----- Data for the task

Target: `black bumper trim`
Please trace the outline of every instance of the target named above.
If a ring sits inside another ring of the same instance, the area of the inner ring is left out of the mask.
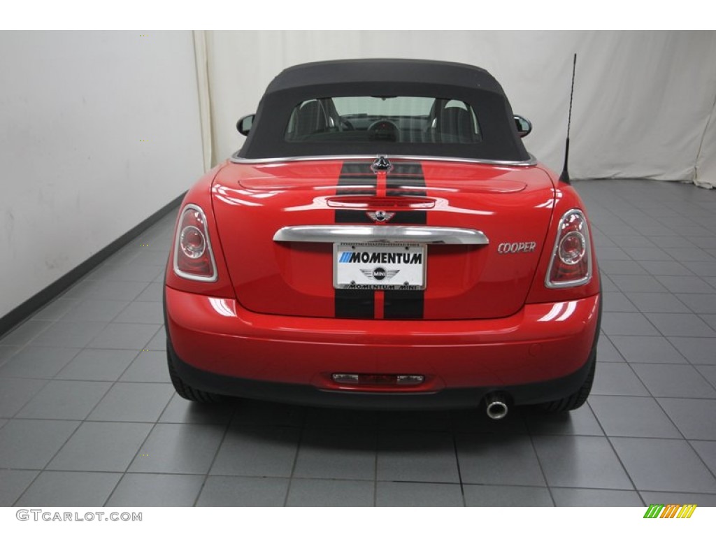
[[[596,345],[595,345],[596,347]],[[505,394],[511,405],[533,405],[566,397],[584,383],[592,362],[558,379],[515,386],[451,388],[430,393],[376,393],[319,390],[306,384],[252,380],[211,373],[181,360],[168,342],[168,354],[181,379],[192,387],[210,393],[311,407],[377,410],[437,410],[479,406],[490,392]]]

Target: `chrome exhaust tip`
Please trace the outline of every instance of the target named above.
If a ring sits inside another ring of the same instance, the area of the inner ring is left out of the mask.
[[[490,420],[502,420],[507,415],[508,407],[505,397],[499,393],[485,396],[485,412]]]

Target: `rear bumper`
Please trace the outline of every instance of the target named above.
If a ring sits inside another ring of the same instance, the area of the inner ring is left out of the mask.
[[[391,321],[256,314],[236,301],[165,287],[170,358],[207,392],[334,407],[477,406],[492,391],[513,404],[576,391],[599,334],[600,299],[528,304],[510,317]],[[342,385],[332,373],[422,374],[415,387]]]

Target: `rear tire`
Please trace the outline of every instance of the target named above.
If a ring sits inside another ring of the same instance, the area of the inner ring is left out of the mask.
[[[586,398],[589,397],[589,392],[591,392],[591,385],[594,382],[594,371],[596,367],[596,346],[594,350],[592,351],[591,355],[589,357],[589,359],[591,360],[591,367],[589,368],[589,372],[587,373],[586,378],[584,379],[584,384],[580,387],[579,390],[571,395],[569,395],[563,399],[558,399],[556,401],[550,401],[549,402],[540,405],[539,408],[541,410],[551,413],[568,412],[569,410],[576,410],[584,404]]]
[[[226,400],[223,395],[204,392],[185,382],[174,367],[174,349],[171,342],[167,338],[167,362],[169,366],[169,377],[172,379],[174,389],[184,399],[196,402],[218,403]]]

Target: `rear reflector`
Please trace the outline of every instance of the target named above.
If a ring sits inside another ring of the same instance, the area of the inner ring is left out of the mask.
[[[425,377],[422,374],[370,374],[365,373],[334,373],[331,375],[337,384],[415,386],[422,384]]]

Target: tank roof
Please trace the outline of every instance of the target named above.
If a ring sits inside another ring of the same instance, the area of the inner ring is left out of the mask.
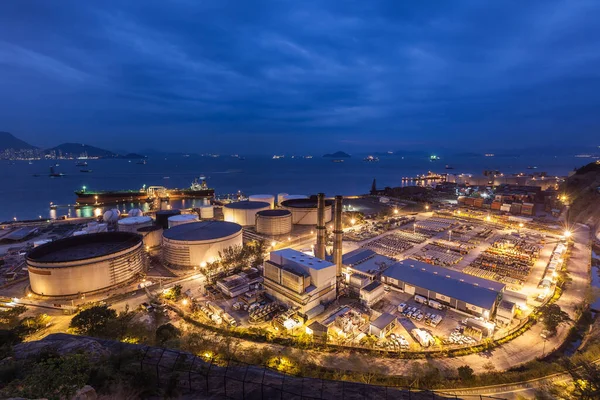
[[[131,232],[101,232],[71,236],[34,248],[27,256],[34,262],[69,262],[102,257],[141,243],[142,237]]]
[[[292,215],[289,210],[262,210],[256,213],[261,217],[285,217],[286,215]]]
[[[317,199],[290,199],[281,202],[284,207],[317,208]],[[325,207],[332,206],[333,200],[325,200]]]
[[[163,236],[182,241],[211,240],[231,236],[241,231],[242,226],[233,222],[202,221],[174,226],[166,230]]]
[[[225,207],[237,210],[255,210],[258,208],[271,207],[271,205],[264,201],[237,201],[235,203],[225,204]]]

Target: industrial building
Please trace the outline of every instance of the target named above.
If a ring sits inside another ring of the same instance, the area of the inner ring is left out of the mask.
[[[173,266],[193,268],[214,262],[219,252],[232,246],[242,246],[242,227],[233,222],[192,222],[163,232],[163,259]]]
[[[271,205],[264,201],[237,201],[223,206],[223,216],[227,222],[250,226],[256,224],[258,212],[270,209]]]
[[[145,226],[151,226],[153,224],[152,218],[138,216],[138,217],[127,217],[117,222],[117,229],[119,232],[132,232],[137,233],[138,229]]]
[[[256,232],[268,236],[287,235],[292,231],[292,213],[288,210],[264,210],[256,213]]]
[[[333,201],[325,201],[325,222],[332,219]],[[316,199],[290,199],[280,203],[280,206],[292,213],[292,223],[294,225],[317,225],[318,202]]]
[[[404,293],[420,295],[486,319],[494,315],[505,289],[503,283],[416,260],[404,260],[390,266],[383,272],[381,280]]]
[[[264,262],[263,285],[272,297],[307,313],[335,300],[336,267],[297,250],[276,250]]]
[[[43,296],[72,296],[109,289],[144,271],[142,237],[130,232],[72,236],[34,248],[29,282]]]

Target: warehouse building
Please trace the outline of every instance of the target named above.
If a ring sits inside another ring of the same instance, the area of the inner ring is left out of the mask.
[[[506,286],[416,260],[392,265],[383,272],[381,280],[404,293],[420,295],[486,319],[494,315]]]
[[[293,249],[271,252],[264,262],[266,292],[300,313],[335,300],[336,267]]]

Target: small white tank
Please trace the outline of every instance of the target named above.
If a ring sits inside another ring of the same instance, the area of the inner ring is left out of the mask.
[[[168,219],[169,228],[177,225],[189,224],[190,222],[197,222],[198,216],[196,214],[181,214],[173,215]]]
[[[211,219],[215,217],[215,208],[213,206],[200,207],[200,218]]]
[[[106,223],[114,224],[119,220],[120,217],[121,217],[121,212],[119,210],[117,210],[116,208],[113,208],[112,210],[108,210],[107,212],[105,212],[102,219]]]
[[[250,201],[262,201],[264,203],[269,203],[271,208],[275,208],[275,196],[272,194],[253,194],[248,197]]]
[[[132,208],[127,214],[128,217],[141,217],[142,215],[144,215],[144,212],[139,208]]]

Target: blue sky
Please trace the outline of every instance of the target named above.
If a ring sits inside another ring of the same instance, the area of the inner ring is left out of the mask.
[[[0,130],[40,146],[600,145],[600,1],[3,1]]]

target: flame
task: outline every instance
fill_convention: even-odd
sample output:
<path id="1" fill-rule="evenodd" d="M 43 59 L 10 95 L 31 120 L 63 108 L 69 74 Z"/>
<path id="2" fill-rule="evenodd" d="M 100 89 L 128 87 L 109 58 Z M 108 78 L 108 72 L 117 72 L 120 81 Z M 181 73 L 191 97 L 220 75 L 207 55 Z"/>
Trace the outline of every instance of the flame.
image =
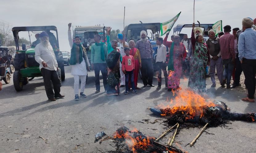
<path id="1" fill-rule="evenodd" d="M 130 132 L 128 131 L 125 132 L 122 131 L 119 132 L 117 131 L 114 134 L 114 138 L 125 139 L 126 143 L 133 153 L 137 153 L 137 151 L 140 149 L 146 150 L 149 147 L 153 146 L 150 140 L 153 139 L 154 138 L 147 136 L 146 138 L 143 138 L 141 135 L 139 135 L 134 137 L 132 133 L 138 132 L 136 128 Z"/>
<path id="2" fill-rule="evenodd" d="M 216 105 L 212 101 L 207 100 L 201 95 L 188 89 L 179 90 L 178 92 L 173 91 L 173 94 L 177 95 L 171 100 L 167 106 L 160 104 L 158 106 L 163 109 L 162 116 L 172 115 L 176 113 L 186 114 L 185 120 L 193 119 L 195 116 L 201 118 L 204 116 L 204 108 L 214 107 Z"/>

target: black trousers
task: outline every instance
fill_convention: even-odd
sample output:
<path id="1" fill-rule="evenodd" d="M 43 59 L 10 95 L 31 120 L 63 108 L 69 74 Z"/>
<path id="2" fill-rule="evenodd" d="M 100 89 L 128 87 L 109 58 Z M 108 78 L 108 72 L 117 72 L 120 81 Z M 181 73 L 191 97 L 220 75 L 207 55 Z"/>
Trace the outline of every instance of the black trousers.
<path id="1" fill-rule="evenodd" d="M 105 63 L 95 63 L 93 64 L 94 67 L 94 74 L 95 74 L 95 86 L 96 90 L 100 91 L 100 71 L 101 71 L 103 85 L 105 90 L 107 90 L 107 64 Z"/>
<path id="2" fill-rule="evenodd" d="M 144 86 L 151 85 L 153 83 L 154 71 L 151 58 L 141 59 L 141 77 Z"/>
<path id="3" fill-rule="evenodd" d="M 41 73 L 43 78 L 44 88 L 48 99 L 57 97 L 60 95 L 60 82 L 57 71 L 51 70 L 42 68 Z M 54 93 L 51 87 L 51 83 L 53 84 Z"/>
<path id="4" fill-rule="evenodd" d="M 253 99 L 256 87 L 256 59 L 243 58 L 242 68 L 246 80 L 245 85 L 248 89 L 248 97 Z"/>
<path id="5" fill-rule="evenodd" d="M 240 83 L 240 76 L 243 71 L 242 65 L 238 58 L 238 53 L 237 54 L 237 58 L 235 59 L 236 71 L 235 72 L 235 81 L 236 85 L 238 86 Z"/>

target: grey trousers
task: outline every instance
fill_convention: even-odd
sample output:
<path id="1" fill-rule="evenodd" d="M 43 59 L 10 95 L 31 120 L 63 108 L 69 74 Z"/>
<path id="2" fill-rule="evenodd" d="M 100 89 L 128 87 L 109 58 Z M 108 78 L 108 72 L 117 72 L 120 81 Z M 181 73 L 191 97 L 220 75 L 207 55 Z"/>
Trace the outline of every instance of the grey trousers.
<path id="1" fill-rule="evenodd" d="M 219 57 L 216 61 L 211 59 L 210 64 L 210 76 L 213 84 L 216 85 L 215 80 L 215 70 L 217 70 L 217 75 L 221 84 L 223 81 L 223 61 L 221 57 Z"/>

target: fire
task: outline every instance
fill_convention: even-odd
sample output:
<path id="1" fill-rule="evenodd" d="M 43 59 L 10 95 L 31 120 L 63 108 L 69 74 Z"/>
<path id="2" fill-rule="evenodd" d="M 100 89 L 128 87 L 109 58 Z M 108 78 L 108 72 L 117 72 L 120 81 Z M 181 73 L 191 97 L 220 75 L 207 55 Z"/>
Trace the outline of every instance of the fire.
<path id="1" fill-rule="evenodd" d="M 125 129 L 124 130 L 125 131 Z M 152 147 L 153 144 L 151 140 L 155 138 L 148 136 L 142 138 L 140 135 L 134 134 L 138 132 L 136 129 L 130 132 L 128 130 L 125 131 L 123 130 L 117 131 L 114 134 L 114 138 L 125 139 L 129 149 L 133 153 L 137 153 L 139 150 L 146 150 L 149 147 Z"/>
<path id="2" fill-rule="evenodd" d="M 185 114 L 185 119 L 193 119 L 195 116 L 204 116 L 204 108 L 216 106 L 212 101 L 208 101 L 201 95 L 188 89 L 173 91 L 177 95 L 174 99 L 171 100 L 167 106 L 160 105 L 158 107 L 163 109 L 162 116 L 171 115 L 175 113 Z"/>

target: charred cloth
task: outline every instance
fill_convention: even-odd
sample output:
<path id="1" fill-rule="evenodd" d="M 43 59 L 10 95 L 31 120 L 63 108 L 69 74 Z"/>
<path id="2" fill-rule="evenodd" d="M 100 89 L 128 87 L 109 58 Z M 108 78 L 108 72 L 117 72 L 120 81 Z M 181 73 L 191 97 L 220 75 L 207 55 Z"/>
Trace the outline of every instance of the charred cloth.
<path id="1" fill-rule="evenodd" d="M 181 153 L 181 150 L 155 141 L 155 138 L 146 136 L 135 129 L 132 131 L 125 127 L 118 128 L 114 135 L 116 149 L 110 153 Z"/>
<path id="2" fill-rule="evenodd" d="M 232 113 L 225 103 L 214 101 L 213 104 L 208 106 L 181 106 L 164 109 L 151 108 L 150 111 L 159 116 L 168 118 L 168 123 L 189 122 L 201 124 L 209 123 L 210 127 L 216 127 L 230 120 L 254 122 L 256 119 L 254 113 L 241 114 Z"/>

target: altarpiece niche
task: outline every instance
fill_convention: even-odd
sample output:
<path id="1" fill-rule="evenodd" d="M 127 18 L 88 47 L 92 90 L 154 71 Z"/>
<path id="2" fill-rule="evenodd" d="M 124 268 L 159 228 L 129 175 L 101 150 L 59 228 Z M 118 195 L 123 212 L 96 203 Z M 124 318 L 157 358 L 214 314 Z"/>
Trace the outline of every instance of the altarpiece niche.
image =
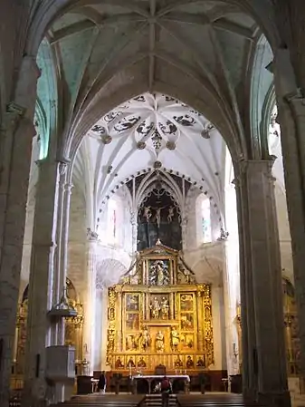
<path id="1" fill-rule="evenodd" d="M 157 241 L 109 289 L 107 363 L 147 373 L 214 363 L 211 286 L 196 284 L 177 250 Z"/>

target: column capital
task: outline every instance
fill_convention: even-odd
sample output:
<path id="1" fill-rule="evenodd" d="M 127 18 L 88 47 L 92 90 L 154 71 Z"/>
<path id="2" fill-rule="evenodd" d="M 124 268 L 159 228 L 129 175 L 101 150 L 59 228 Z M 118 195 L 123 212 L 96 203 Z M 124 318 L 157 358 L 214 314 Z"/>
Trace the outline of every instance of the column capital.
<path id="1" fill-rule="evenodd" d="M 71 183 L 69 183 L 69 182 L 64 184 L 64 190 L 65 190 L 65 192 L 68 192 L 68 194 L 71 194 L 73 187 L 74 187 L 74 185 L 71 184 Z"/>
<path id="2" fill-rule="evenodd" d="M 91 228 L 87 228 L 87 241 L 97 242 L 98 240 L 99 240 L 99 234 L 94 230 L 91 230 Z"/>
<path id="3" fill-rule="evenodd" d="M 283 99 L 291 106 L 297 116 L 305 116 L 305 97 L 300 89 L 286 94 Z"/>

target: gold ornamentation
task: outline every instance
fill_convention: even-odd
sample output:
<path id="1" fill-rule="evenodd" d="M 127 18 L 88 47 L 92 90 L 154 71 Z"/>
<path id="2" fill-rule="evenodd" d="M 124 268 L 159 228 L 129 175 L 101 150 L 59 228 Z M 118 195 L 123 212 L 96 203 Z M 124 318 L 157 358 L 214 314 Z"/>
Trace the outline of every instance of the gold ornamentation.
<path id="1" fill-rule="evenodd" d="M 121 283 L 110 289 L 107 363 L 111 369 L 128 371 L 130 358 L 136 369 L 147 372 L 159 364 L 167 371 L 199 371 L 203 363 L 213 364 L 211 286 L 195 283 L 181 256 L 158 241 L 138 253 Z M 166 276 L 167 282 L 158 285 Z"/>

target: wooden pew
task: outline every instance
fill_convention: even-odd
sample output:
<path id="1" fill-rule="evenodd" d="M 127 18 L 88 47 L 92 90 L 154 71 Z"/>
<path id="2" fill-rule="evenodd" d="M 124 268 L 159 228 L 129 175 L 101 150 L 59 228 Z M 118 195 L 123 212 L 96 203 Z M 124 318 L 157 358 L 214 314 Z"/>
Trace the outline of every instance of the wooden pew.
<path id="1" fill-rule="evenodd" d="M 177 394 L 180 407 L 257 407 L 255 402 L 245 402 L 241 394 Z"/>
<path id="2" fill-rule="evenodd" d="M 140 407 L 143 405 L 144 400 L 144 395 L 95 393 L 88 396 L 76 396 L 69 402 L 52 407 Z"/>

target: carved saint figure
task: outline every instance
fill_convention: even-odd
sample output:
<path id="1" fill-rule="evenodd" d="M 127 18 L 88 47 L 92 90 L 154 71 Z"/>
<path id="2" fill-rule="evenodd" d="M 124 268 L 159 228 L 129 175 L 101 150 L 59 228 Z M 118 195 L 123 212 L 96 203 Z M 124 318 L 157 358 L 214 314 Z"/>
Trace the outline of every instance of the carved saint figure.
<path id="1" fill-rule="evenodd" d="M 159 302 L 157 301 L 157 296 L 155 296 L 153 303 L 150 304 L 149 308 L 151 309 L 151 316 L 154 319 L 158 319 L 161 306 L 159 305 Z"/>
<path id="2" fill-rule="evenodd" d="M 138 367 L 146 367 L 146 363 L 143 357 L 141 357 L 140 360 L 138 362 Z"/>
<path id="3" fill-rule="evenodd" d="M 155 218 L 156 218 L 156 221 L 157 221 L 157 226 L 160 226 L 160 223 L 161 223 L 161 209 L 162 209 L 162 208 L 157 208 L 157 209 L 156 209 L 156 216 L 155 216 Z"/>
<path id="4" fill-rule="evenodd" d="M 164 270 L 162 264 L 157 263 L 156 266 L 157 271 L 157 286 L 162 286 L 164 283 Z"/>
<path id="5" fill-rule="evenodd" d="M 118 359 L 116 360 L 116 363 L 115 363 L 116 369 L 119 369 L 124 367 L 124 364 L 122 363 L 122 361 L 120 360 L 120 357 L 119 356 Z"/>
<path id="6" fill-rule="evenodd" d="M 178 349 L 179 342 L 180 342 L 179 333 L 175 328 L 175 326 L 173 326 L 170 333 L 170 346 L 173 351 L 176 351 Z"/>
<path id="7" fill-rule="evenodd" d="M 156 335 L 156 350 L 157 352 L 164 351 L 164 334 L 161 331 L 158 331 Z"/>
<path id="8" fill-rule="evenodd" d="M 180 358 L 180 356 L 176 356 L 176 359 L 175 361 L 175 367 L 182 367 L 183 366 L 183 362 Z"/>
<path id="9" fill-rule="evenodd" d="M 193 362 L 193 359 L 191 358 L 191 356 L 187 356 L 186 367 L 187 367 L 187 369 L 194 368 L 194 362 Z"/>
<path id="10" fill-rule="evenodd" d="M 148 328 L 145 326 L 141 334 L 141 345 L 144 350 L 148 349 L 150 346 L 150 334 Z"/>
<path id="11" fill-rule="evenodd" d="M 154 261 L 149 267 L 149 283 L 152 286 L 169 284 L 168 266 L 161 260 Z"/>
<path id="12" fill-rule="evenodd" d="M 150 207 L 144 207 L 144 214 L 143 217 L 146 218 L 146 221 L 149 222 L 149 219 L 151 218 L 151 210 L 150 210 Z"/>
<path id="13" fill-rule="evenodd" d="M 161 301 L 161 318 L 162 319 L 168 319 L 168 311 L 169 311 L 168 301 L 164 296 Z"/>
<path id="14" fill-rule="evenodd" d="M 129 362 L 127 363 L 127 367 L 136 367 L 136 364 L 135 364 L 132 357 L 130 357 Z"/>
<path id="15" fill-rule="evenodd" d="M 175 207 L 168 208 L 168 215 L 167 215 L 167 222 L 168 223 L 171 223 L 173 221 L 174 210 L 175 210 Z"/>

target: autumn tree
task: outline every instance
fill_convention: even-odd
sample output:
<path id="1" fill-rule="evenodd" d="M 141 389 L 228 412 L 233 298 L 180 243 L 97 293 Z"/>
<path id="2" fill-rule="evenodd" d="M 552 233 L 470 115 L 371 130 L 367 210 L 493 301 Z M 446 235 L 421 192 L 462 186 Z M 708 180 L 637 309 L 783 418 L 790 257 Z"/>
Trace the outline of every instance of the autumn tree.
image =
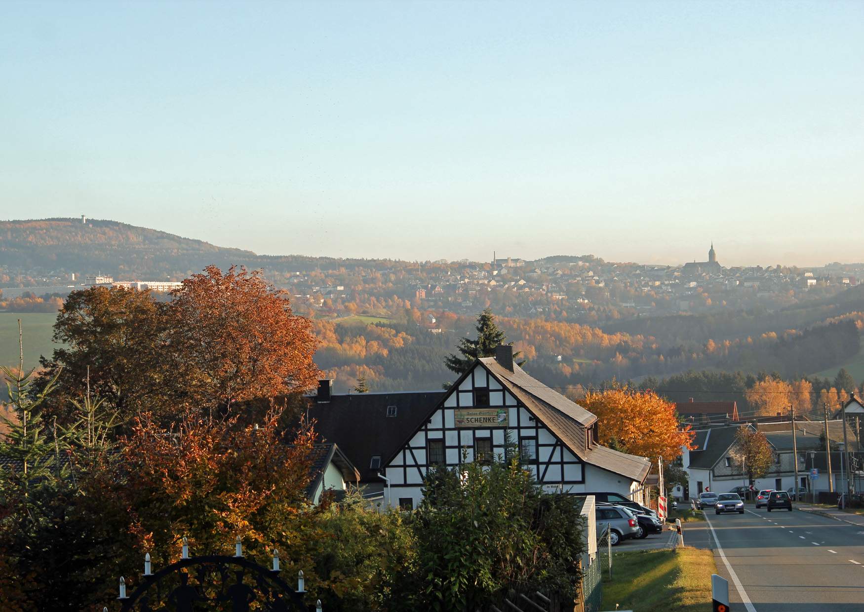
<path id="1" fill-rule="evenodd" d="M 764 477 L 774 464 L 774 454 L 768 438 L 762 432 L 750 426 L 739 427 L 734 448 L 733 452 L 743 464 L 751 484 L 757 478 Z"/>
<path id="2" fill-rule="evenodd" d="M 758 416 L 776 416 L 789 412 L 792 387 L 779 378 L 757 381 L 744 393 Z"/>
<path id="3" fill-rule="evenodd" d="M 485 309 L 477 318 L 477 339 L 462 338 L 456 350 L 462 356 L 449 355 L 444 359 L 444 365 L 456 374 L 462 374 L 479 357 L 491 357 L 495 355 L 495 347 L 505 344 L 506 336 L 495 323 L 495 315 L 489 308 Z M 511 343 L 512 344 L 512 343 Z M 513 355 L 518 356 L 518 353 Z"/>
<path id="4" fill-rule="evenodd" d="M 614 440 L 626 452 L 652 462 L 662 457 L 667 464 L 681 455 L 682 447 L 690 448 L 690 426 L 681 426 L 675 404 L 653 391 L 617 386 L 589 391 L 580 404 L 597 415 L 600 444 Z"/>

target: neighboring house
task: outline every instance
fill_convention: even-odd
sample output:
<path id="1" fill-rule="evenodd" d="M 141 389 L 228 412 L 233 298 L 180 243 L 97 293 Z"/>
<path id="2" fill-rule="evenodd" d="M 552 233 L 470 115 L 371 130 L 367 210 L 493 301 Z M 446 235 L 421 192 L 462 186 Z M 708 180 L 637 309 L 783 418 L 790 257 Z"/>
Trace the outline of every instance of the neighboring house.
<path id="1" fill-rule="evenodd" d="M 729 425 L 738 420 L 738 404 L 734 401 L 679 401 L 675 404 L 678 418 L 684 423 Z"/>
<path id="2" fill-rule="evenodd" d="M 333 491 L 341 497 L 352 484 L 355 489 L 359 488 L 359 472 L 336 445 L 315 445 L 310 458 L 311 479 L 306 488 L 306 496 L 313 505 L 317 506 L 327 491 Z"/>
<path id="3" fill-rule="evenodd" d="M 547 491 L 613 491 L 641 501 L 651 467 L 597 444 L 597 417 L 525 373 L 510 346 L 477 360 L 443 394 L 321 396 L 309 411 L 317 431 L 355 463 L 368 458 L 358 463 L 369 466 L 361 471 L 367 493 L 377 479 L 394 506 L 417 506 L 430 466 L 505 457 L 508 442 Z M 388 417 L 391 401 L 395 414 Z M 354 410 L 346 407 L 352 403 Z M 328 413 L 334 407 L 338 414 Z"/>

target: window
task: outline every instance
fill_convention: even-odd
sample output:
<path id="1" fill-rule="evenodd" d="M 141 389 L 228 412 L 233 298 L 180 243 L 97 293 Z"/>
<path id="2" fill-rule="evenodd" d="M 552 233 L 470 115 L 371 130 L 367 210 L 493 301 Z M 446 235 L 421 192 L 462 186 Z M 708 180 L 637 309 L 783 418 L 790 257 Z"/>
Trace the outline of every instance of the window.
<path id="1" fill-rule="evenodd" d="M 492 463 L 492 438 L 474 438 L 474 457 L 481 464 Z"/>
<path id="2" fill-rule="evenodd" d="M 444 440 L 429 441 L 429 465 L 444 464 Z"/>
<path id="3" fill-rule="evenodd" d="M 519 456 L 523 461 L 537 461 L 537 438 L 519 438 Z"/>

----------

Only the lines from the one that contains "target: neighboring house" to the end of the entries above should be given again, exactly and in full.

target: neighboring house
task: outline every instance
fill_convention: even-odd
sample output:
<path id="1" fill-rule="evenodd" d="M 141 389 L 228 412 L 233 298 L 180 243 L 97 293 Z"/>
<path id="2" fill-rule="evenodd" d="M 552 233 L 470 115 L 371 130 L 367 210 L 493 301 Z M 446 235 L 421 192 L 462 186 Z M 708 180 L 637 309 L 783 418 L 790 257 Z"/>
Trace the outline of every instance of the neighboring house.
<path id="1" fill-rule="evenodd" d="M 729 425 L 738 420 L 738 404 L 734 401 L 679 401 L 675 404 L 678 418 L 684 423 Z"/>
<path id="2" fill-rule="evenodd" d="M 333 491 L 341 497 L 352 484 L 355 489 L 359 488 L 359 472 L 336 445 L 315 445 L 310 458 L 311 479 L 306 488 L 306 496 L 313 505 L 317 506 L 327 491 Z"/>
<path id="3" fill-rule="evenodd" d="M 547 491 L 613 491 L 641 501 L 651 467 L 597 444 L 597 417 L 525 373 L 510 346 L 477 360 L 443 394 L 321 396 L 309 411 L 317 431 L 355 463 L 368 458 L 358 463 L 369 466 L 361 471 L 367 493 L 377 479 L 394 506 L 417 506 L 430 466 L 505 457 L 508 442 Z M 388 417 L 391 401 L 395 414 Z M 354 410 L 346 407 L 352 403 Z M 328 413 L 334 407 L 338 414 Z"/>

target: window
task: outline every instance
fill_convention: even-odd
sample output:
<path id="1" fill-rule="evenodd" d="M 141 389 L 228 412 L 233 298 L 180 243 L 97 293 Z"/>
<path id="2" fill-rule="evenodd" d="M 552 233 L 470 115 L 371 130 L 367 210 L 493 301 Z M 446 235 L 421 192 L 462 186 Z M 708 180 L 637 309 L 783 418 L 790 257 Z"/>
Trace the outline of every instance of the window.
<path id="1" fill-rule="evenodd" d="M 492 463 L 492 438 L 474 438 L 474 457 L 481 464 Z"/>
<path id="2" fill-rule="evenodd" d="M 444 440 L 429 441 L 429 465 L 444 464 Z"/>
<path id="3" fill-rule="evenodd" d="M 519 456 L 523 461 L 537 461 L 537 438 L 519 438 Z"/>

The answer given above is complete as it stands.